Monday, October 22, 2012

Something Old


Not everything worth reading is hot off the press. In this section, Nicholas Reid recommends "something old" that is still well worth reading. "Something old" can mean anything from a venerable and antique classic to a good book first published five or more years ago.

“THE HOUSE OF THE SEVEN GABLES” by Nathaniel Hawthorne (first published 1851)

            It is odd to reflect that there are some novelists who are admired for most un-novel-like qualities. It is even odder to reflect that some novelists have been inflicted upon generations of schoolchildren, who have not a hope in hell of understanding what the novelist is really on about.

            Both these oddities seem to me to apply to the nineteenth century New Englander Nathaniel Hawthorne (1804-64). Hawthorne wrote some things specifically for children. I can remember a kindly teacher giving me Hawthorne’s Tanglewood Tales – his retelling-for-children of Greek legends – to keep me quiet in “study” periods when I was about twelve. But Hawthorne’s reputation rests on his short stories for adults, and on two of his novels, The Scarlet Letter (1850), generally regarded as his masterpiece, and The House of the Seven Gables (1851). His two later novels The Blithedale Romance (1852), about a failed experiment in communal living, and The Marble Faun (1859-60), a rather fey fantasy set in Rome, tend to be read by the specialists only.

            Some years ago, to while away a summer week, I read my way through all four of these novels, and a very good Oxford Classics selection of Hawthorne’s short stories called Young Goodman Brown and Other Stories. Hawthorne has one quality very rare in nineteenth century novelists. His novels (or “romances” as he preferred to call them) are very short. Shorter even than the average twentieth century novel. What I judge to be their “un-novel-like” quality is the fact that they are situations, not plots. Rather than things happening in them, things have happened, and we are then presented with a static scene as characters interact in a minimal way, until a late burst of action rounds it off. Anterior narrative rules. This is certainly true of The Scarlet Letter – the “sin” that blights Hester Prynne has happened before the novel begins, and hangs over the Puritan settlement like a miasma – and it is true of my favourite Hawthorne novel The House of the Seven Gables.

------------------------------------

*Requirements*.
**1)** Answer these questions from the review of The House of the Seven Gables:
(a) What book did a teacher give the reviewer at about age twelve?
(b) In what city is The Marble Faun set?
(c) What did Hawthorne prefer to call his novels?
**2)** List every Hawthorne novel named in the review of The House of the Seven Gables.
**3)** Carry on the review of The House of the Seven Gables from the point where it stops.
The lines after this review are not needed for anything here.

*Source data*.
------------------------------------

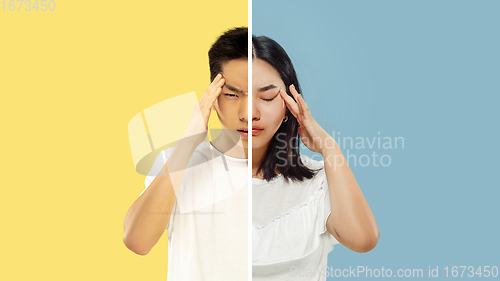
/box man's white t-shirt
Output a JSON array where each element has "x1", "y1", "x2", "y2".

------------------------------------

*Results of the exercise*.
**1)**
(a) Tanglewood Tales
(b) Rome
(c) "Romances"

**2)**
The Scarlet Letter
The House of the Seven Gables
The Blithedale Romance
The Marble Faun

**3)**
            If I were to iron out its “situation” as a plot, it would sound like this.

            In the nineteenth century, the formidable house of the title lies under an ancestral curse. The seventeenth century Puritan Colonel Pyncheon cheated Matthew Maule out of the land on which the house was built, by having Maule executed for witchcraft. Before he died, Maule laid a curse on Pyncheon and all his descendants. Now, two hundred years later, the Pyncheon family have come down in the world. They never did discover the deeds to the vast tracts of land that would have made them rich. The house’s present occupants are genteel old Hepzibah Pyncheon, sadly reduced to running a shop to make ends meet, and her feeble-minded, but oddly visionary, brother Clifford, who has been in prison for thirty years for a murder he probably didn’t commit. These two, who are ill-equipped to defend themselves, are preyed upon by their rich, rapacious cousin Judge Jaffrey Pyncheon. The judge believes (wrongly) that Hepzibah and Clifford are wilfully concealing the deeds, and he thinks he will be able to cheat Clifford out of them.

            This is the situation, or “argument”, as writers of epic poems would have said. The novel’s action really begins only when new life comes to the gloomy house in the form of another cousin, the bright, optimistic, young Phoebe Pyncheon, and the “daguerrotypist” (i.e. photographer) Holgrave, who lives in one of the gables. After all the foreboding family curse stuff, the novel has a happy conclusion. The deeds to the land are eventually discovered, but Maule’s curse is fulfilled when Judge Jaffrey Pyncheon suddenly dies of what seems to be hereditary apoplexy. Hepzibah and Clifford flee from the judge’s corpse, and from the gloomy old house, in search of a new life. They return for a reconciliation with the forgiving Maule descendants, one of whom turns out to be Holgrave. The union of Phoebe and Holgrave buries the family curse.

            Even to tell the story this way is to make it sound more coherent and incident-filled than it actually is. As always, Hawthorne’s conception is essentially static and pictorial, as if he has imagined an ideal situation but has not worked out the means by which it can be dramatised. But in this case, the stasis is thematically appropriate. The leading characters, beholden to their past until the spell of the past is broken, are simply unable to do anything or to develop in any meaningful way.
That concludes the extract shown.